> PROBLEM REQUIREMENTS:
Lines to restate from the data below: from the one containing "point: yellow background" to the one containing "point: shoulder -- for", both included. Give them again exactly, and only them.

======== RAW DATA ========

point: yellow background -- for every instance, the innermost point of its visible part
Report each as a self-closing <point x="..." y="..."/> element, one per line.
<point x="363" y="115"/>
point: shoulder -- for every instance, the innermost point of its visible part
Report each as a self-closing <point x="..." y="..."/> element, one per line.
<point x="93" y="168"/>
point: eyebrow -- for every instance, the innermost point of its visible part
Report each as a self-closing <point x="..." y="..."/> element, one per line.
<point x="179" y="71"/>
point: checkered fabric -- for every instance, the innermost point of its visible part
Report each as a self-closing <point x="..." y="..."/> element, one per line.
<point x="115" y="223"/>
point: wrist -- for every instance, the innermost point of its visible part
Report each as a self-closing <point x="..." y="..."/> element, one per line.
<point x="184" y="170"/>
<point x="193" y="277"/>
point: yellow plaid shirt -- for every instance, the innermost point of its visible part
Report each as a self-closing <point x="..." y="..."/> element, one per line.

========
======== RAW DATA ========

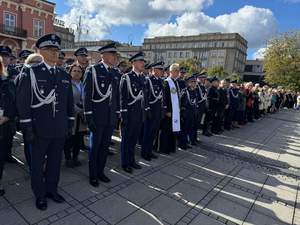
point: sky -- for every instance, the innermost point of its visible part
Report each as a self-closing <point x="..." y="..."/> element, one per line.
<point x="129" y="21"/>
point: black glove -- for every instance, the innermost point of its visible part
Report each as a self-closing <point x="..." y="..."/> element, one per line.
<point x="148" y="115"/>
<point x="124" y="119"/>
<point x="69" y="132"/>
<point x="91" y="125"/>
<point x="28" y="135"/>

========

> ANSWER TO THIS EXERCISE:
point: yellow background -- for every instance, the innermost point of its visible part
Report each as a self-closing <point x="..." y="..."/> element, one per line.
<point x="363" y="115"/>
point: shoulder -- for every instance, the innermost point of its visible part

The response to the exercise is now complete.